* [THE REQUEST] Will you restate verbatim the lines running from the line with "Tag the t-shirt hem" to the end of the data, leaving out everything else?

Collected data
- - - - - - -

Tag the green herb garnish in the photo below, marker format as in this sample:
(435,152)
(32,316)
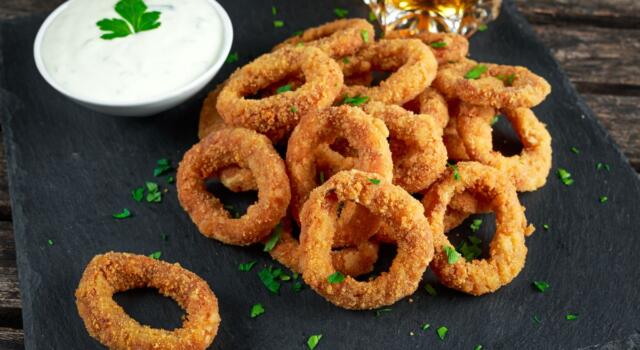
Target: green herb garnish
(336,277)
(442,332)
(541,286)
(565,176)
(246,267)
(438,44)
(257,310)
(340,12)
(452,254)
(313,341)
(135,19)
(475,72)
(273,240)
(125,213)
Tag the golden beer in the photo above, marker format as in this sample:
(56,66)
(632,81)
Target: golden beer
(456,16)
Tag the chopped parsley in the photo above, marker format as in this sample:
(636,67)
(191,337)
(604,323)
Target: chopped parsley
(340,12)
(430,289)
(336,277)
(438,44)
(233,57)
(135,19)
(313,341)
(125,213)
(380,312)
(284,89)
(541,286)
(273,240)
(365,35)
(475,72)
(452,254)
(442,332)
(356,100)
(137,194)
(269,277)
(565,176)
(246,267)
(153,192)
(257,310)
(475,225)
(163,166)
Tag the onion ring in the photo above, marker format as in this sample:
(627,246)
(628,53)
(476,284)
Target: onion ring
(419,156)
(367,135)
(447,47)
(414,65)
(337,39)
(507,249)
(395,207)
(529,169)
(495,87)
(219,150)
(276,115)
(107,322)
(352,261)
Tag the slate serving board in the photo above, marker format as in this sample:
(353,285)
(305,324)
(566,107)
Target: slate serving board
(70,169)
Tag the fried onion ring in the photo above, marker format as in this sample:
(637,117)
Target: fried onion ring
(529,169)
(412,63)
(107,322)
(352,261)
(367,136)
(219,150)
(492,88)
(276,115)
(395,207)
(507,249)
(339,38)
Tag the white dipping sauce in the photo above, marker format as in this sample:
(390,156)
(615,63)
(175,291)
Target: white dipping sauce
(140,66)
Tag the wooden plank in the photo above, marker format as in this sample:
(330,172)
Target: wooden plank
(11,339)
(596,56)
(610,13)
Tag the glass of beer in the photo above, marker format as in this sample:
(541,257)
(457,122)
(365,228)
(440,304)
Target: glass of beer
(453,16)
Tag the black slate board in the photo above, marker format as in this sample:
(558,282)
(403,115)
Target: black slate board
(70,169)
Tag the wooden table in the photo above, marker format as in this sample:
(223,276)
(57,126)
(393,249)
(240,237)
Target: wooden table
(596,41)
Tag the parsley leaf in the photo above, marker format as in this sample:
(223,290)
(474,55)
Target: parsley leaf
(257,310)
(125,213)
(273,240)
(356,100)
(246,267)
(438,44)
(340,12)
(233,57)
(313,341)
(284,88)
(442,332)
(475,72)
(541,286)
(452,255)
(336,277)
(136,19)
(565,176)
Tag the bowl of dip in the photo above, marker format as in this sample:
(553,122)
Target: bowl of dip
(146,69)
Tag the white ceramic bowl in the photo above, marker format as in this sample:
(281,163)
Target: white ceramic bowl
(144,107)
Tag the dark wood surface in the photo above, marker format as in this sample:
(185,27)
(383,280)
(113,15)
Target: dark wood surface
(596,41)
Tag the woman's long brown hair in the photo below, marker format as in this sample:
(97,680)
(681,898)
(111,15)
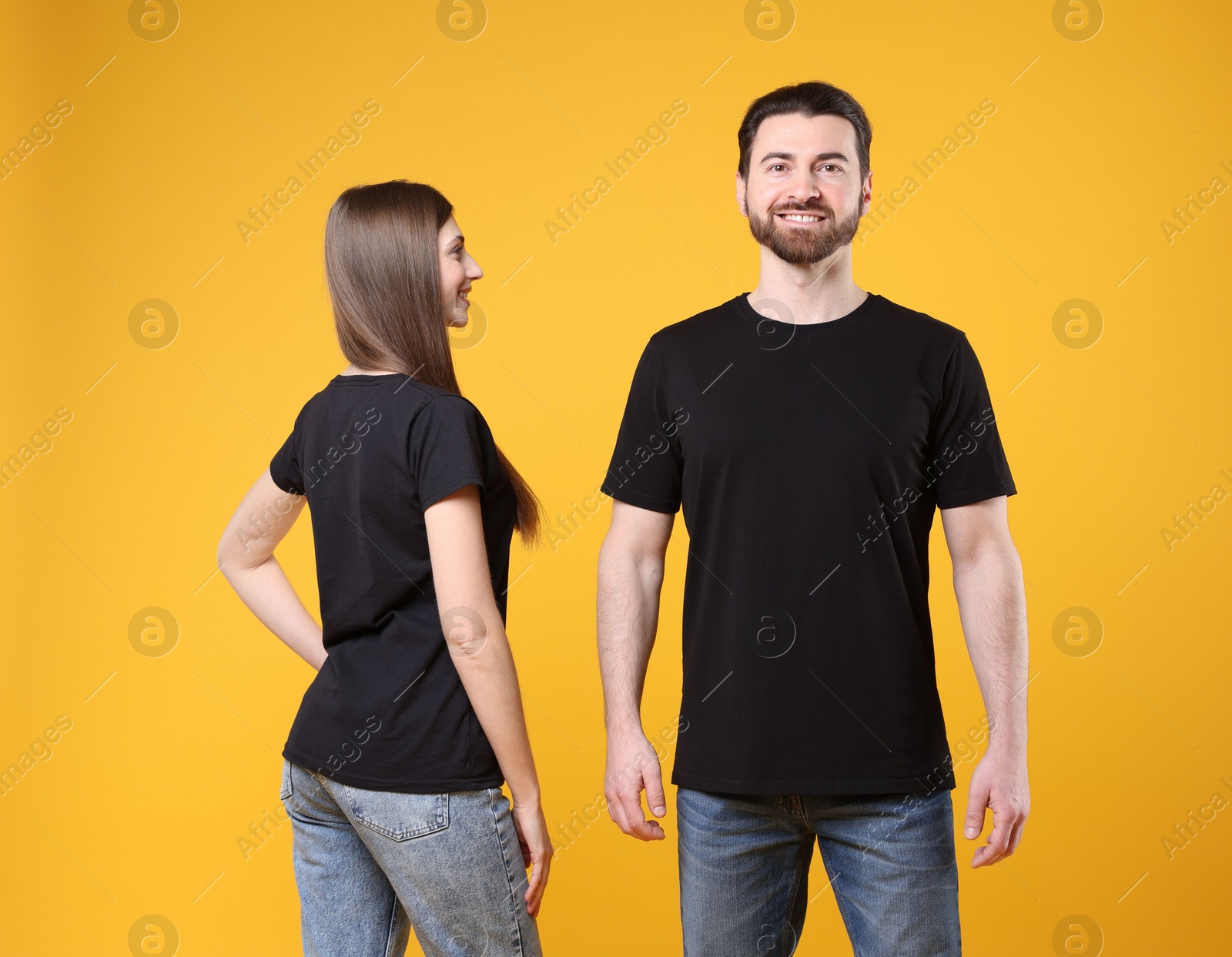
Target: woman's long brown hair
(381,264)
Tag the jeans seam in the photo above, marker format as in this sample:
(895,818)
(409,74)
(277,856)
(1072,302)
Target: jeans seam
(795,891)
(509,877)
(392,934)
(838,901)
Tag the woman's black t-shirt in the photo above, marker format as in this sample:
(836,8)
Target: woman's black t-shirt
(387,711)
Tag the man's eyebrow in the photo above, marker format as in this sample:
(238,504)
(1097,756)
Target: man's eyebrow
(819,156)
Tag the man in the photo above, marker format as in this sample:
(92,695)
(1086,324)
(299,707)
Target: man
(808,430)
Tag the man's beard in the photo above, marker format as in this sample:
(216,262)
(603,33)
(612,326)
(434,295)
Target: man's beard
(802,246)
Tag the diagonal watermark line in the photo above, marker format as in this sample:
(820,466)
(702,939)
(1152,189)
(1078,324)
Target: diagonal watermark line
(75,246)
(209,271)
(718,685)
(410,69)
(718,69)
(853,714)
(102,377)
(554,723)
(1157,94)
(1160,404)
(383,552)
(1131,273)
(517,271)
(233,712)
(544,98)
(838,875)
(1026,69)
(1135,578)
(410,685)
(850,403)
(1028,684)
(542,403)
(718,377)
(207,581)
(233,94)
(74,860)
(519,578)
(1024,886)
(74,552)
(1135,885)
(691,246)
(1026,376)
(233,403)
(104,683)
(999,246)
(827,578)
(211,885)
(102,69)
(412,376)
(1158,712)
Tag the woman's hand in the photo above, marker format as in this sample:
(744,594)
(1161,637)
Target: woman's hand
(531,828)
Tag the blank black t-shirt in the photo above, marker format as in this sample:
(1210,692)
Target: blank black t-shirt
(387,711)
(808,461)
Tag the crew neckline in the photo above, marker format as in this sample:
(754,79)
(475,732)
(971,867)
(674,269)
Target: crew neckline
(365,378)
(860,312)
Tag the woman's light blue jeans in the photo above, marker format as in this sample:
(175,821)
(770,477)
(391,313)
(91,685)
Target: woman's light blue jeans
(373,865)
(745,871)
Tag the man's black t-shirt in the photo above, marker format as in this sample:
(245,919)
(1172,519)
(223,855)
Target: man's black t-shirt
(808,461)
(387,711)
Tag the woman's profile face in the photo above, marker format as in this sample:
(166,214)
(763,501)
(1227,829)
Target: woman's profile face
(457,273)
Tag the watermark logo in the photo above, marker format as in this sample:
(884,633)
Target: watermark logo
(1077,324)
(769,20)
(774,637)
(778,329)
(461,20)
(153,20)
(1077,632)
(1077,934)
(470,335)
(153,934)
(153,632)
(1077,20)
(465,631)
(153,324)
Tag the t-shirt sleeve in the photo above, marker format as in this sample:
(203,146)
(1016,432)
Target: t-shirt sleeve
(285,464)
(966,462)
(447,449)
(646,466)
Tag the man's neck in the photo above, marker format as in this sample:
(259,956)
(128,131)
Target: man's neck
(817,292)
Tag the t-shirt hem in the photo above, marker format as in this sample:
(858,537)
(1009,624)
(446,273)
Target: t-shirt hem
(812,786)
(642,501)
(955,500)
(293,490)
(459,483)
(434,786)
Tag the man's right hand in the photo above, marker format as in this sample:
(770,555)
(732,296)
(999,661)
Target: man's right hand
(634,766)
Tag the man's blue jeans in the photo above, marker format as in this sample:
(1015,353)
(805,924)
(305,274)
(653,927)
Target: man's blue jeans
(745,871)
(373,865)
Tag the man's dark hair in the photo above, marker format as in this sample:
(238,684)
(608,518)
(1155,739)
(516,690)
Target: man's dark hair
(811,99)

- - - - - - -

* [TASK OUTPUT]
Tag the t-shirt hem in the photo above, marker format as in this sample:
(858,537)
(1009,624)
(446,273)
Target: t-shirt hem
(812,786)
(642,501)
(955,500)
(293,490)
(459,483)
(434,786)
Tag the man's right hand in the photo above, marker format as in this sample:
(770,555)
(732,296)
(999,661)
Target: man's right hand
(634,766)
Tag the man's blue jeans in the photo above, marker format as in this sample:
(1015,353)
(805,924)
(305,274)
(653,927)
Target: man's blue jeans
(745,871)
(373,865)
Tag the man's dark hair in the photo above, marker format as in this sample:
(238,684)
(608,518)
(1155,739)
(516,690)
Target: man's dark hair
(811,99)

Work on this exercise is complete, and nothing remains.